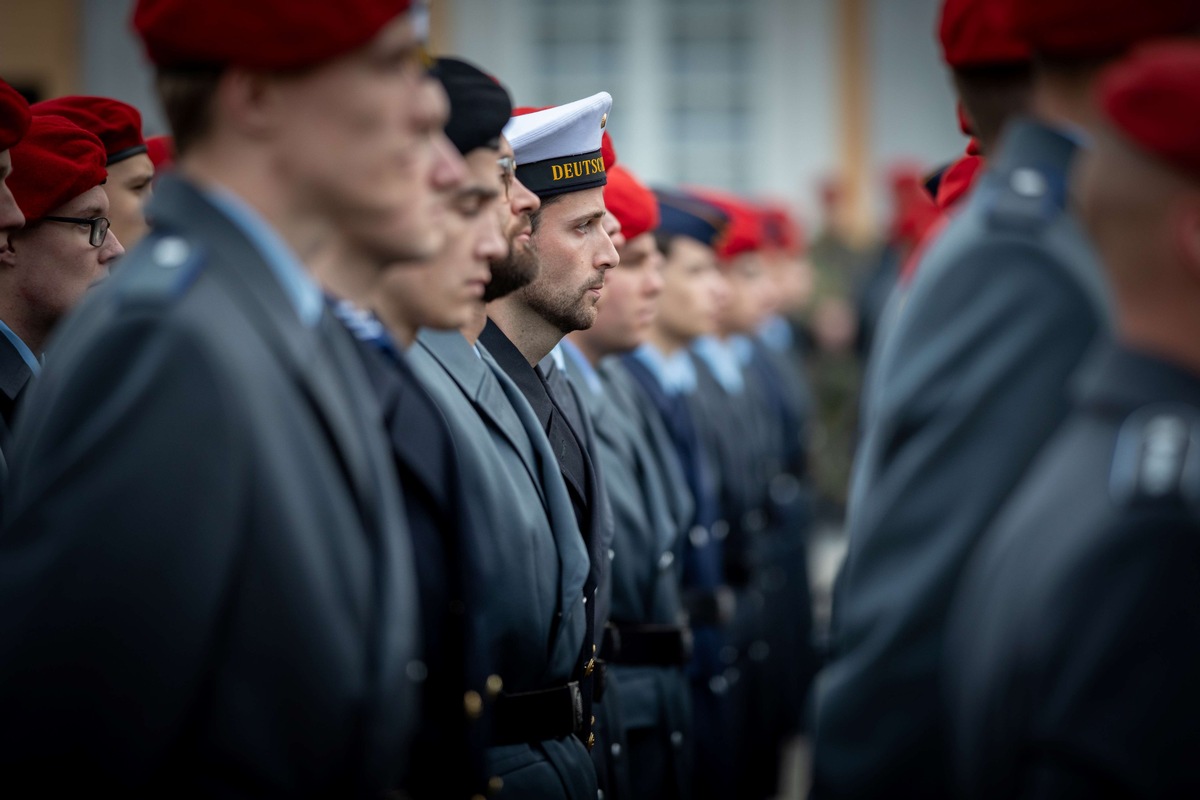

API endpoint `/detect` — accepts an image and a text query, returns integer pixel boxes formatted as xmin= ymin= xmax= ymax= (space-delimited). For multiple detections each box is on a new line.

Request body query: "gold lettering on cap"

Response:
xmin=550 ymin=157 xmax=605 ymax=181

★ ★ ★ ★ ★ ★ ★

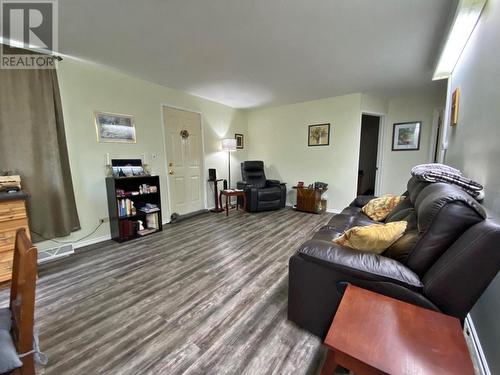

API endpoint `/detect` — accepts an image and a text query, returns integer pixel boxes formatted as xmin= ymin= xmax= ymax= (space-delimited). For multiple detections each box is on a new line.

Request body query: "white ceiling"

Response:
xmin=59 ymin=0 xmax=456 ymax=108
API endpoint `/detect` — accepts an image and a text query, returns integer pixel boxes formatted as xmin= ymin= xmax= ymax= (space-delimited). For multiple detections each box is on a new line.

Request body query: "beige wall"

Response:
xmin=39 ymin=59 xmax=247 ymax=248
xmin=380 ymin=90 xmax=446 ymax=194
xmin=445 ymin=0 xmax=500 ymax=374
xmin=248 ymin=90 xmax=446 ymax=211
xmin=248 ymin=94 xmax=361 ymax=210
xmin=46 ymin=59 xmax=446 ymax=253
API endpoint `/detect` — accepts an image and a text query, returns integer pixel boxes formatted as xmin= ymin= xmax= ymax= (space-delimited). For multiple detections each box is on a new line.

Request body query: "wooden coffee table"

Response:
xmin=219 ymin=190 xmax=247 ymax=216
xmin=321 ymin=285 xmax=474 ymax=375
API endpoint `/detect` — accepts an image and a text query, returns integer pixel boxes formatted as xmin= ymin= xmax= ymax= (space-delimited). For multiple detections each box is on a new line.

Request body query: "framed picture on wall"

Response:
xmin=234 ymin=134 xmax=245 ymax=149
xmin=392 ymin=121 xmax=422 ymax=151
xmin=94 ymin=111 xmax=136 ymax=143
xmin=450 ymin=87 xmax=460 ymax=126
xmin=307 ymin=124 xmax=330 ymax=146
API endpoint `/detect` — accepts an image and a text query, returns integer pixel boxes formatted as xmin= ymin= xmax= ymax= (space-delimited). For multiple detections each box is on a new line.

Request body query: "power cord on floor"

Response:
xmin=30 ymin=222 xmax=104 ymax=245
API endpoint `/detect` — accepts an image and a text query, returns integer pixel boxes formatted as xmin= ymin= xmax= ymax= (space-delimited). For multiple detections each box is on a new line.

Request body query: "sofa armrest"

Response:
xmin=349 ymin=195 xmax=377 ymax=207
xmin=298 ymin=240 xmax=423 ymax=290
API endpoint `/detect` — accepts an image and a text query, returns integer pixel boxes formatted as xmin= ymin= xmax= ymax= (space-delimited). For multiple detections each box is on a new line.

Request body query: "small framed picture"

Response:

★ ★ ★ ★ ★ ★ ★

## REQUIRED WORK
Locate every line in the entries above that contains the word "body", and copy each of those lines in full.

## OUTPUT
Request body query: "gold lettering on cap"
Request body query: "white ceiling"
Request body query: "beige wall"
Request body query: "wooden coffee table"
Request body query: "framed picture on wall"
Request body query: "power cord on floor"
Request body query: "sofa armrest"
Request body query: "small framed picture"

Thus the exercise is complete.